-- Task --
Each time a line of the listing holds "chair", copy that line.

-- Given records --
* * * * * * *

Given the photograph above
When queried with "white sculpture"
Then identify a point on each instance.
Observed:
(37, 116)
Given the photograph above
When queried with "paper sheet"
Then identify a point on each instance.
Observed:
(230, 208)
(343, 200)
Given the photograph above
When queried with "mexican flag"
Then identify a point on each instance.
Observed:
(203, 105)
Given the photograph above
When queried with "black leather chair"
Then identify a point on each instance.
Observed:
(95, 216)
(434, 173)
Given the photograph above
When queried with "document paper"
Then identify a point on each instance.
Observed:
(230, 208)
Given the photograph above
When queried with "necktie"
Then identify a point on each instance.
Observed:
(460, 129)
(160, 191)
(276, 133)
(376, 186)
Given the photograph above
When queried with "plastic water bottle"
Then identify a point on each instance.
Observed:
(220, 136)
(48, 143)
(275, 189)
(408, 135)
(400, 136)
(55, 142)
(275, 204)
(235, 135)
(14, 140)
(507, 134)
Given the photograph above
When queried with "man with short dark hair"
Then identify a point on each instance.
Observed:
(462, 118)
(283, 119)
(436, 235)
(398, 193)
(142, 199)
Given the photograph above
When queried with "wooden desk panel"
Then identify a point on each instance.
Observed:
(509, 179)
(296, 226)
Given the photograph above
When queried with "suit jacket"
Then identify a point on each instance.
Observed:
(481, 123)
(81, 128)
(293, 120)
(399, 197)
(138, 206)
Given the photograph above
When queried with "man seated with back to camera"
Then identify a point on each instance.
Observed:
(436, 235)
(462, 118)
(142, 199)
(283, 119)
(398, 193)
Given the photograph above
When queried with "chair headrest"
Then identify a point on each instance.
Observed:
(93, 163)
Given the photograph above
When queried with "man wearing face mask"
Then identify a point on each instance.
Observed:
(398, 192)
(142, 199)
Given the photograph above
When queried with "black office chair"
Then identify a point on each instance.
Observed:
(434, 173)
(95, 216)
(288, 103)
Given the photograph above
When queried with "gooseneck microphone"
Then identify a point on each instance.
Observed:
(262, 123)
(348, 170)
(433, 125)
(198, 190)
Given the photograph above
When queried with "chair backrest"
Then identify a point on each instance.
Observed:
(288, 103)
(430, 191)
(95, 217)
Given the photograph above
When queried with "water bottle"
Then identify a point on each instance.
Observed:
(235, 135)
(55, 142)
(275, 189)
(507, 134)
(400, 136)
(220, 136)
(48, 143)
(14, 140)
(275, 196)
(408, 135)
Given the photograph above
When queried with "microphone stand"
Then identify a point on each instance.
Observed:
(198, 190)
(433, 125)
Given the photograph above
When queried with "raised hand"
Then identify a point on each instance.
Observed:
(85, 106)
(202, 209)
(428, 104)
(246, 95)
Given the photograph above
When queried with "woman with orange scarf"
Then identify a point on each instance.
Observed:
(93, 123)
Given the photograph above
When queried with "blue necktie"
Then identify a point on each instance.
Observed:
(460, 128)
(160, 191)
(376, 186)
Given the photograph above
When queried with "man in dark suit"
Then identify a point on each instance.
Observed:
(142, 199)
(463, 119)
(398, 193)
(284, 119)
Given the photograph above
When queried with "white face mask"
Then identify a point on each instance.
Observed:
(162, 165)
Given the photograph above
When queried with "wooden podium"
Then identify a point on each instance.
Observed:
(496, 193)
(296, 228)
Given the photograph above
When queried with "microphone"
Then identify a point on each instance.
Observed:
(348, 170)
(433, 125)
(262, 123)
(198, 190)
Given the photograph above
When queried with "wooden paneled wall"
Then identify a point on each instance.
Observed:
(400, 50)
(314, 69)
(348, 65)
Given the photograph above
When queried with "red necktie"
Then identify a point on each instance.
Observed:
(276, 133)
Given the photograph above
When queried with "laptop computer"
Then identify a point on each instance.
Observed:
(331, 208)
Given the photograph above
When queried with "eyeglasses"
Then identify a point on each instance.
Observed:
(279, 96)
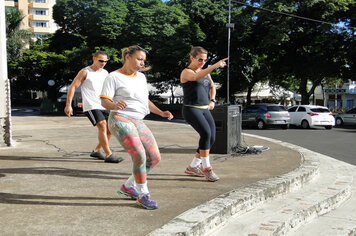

* * * * * * *

-- Answer box --
When queried with "black leather chair"
When queried with "chair headrest"
When queried with "black office chair"
When queried with "chair backrest"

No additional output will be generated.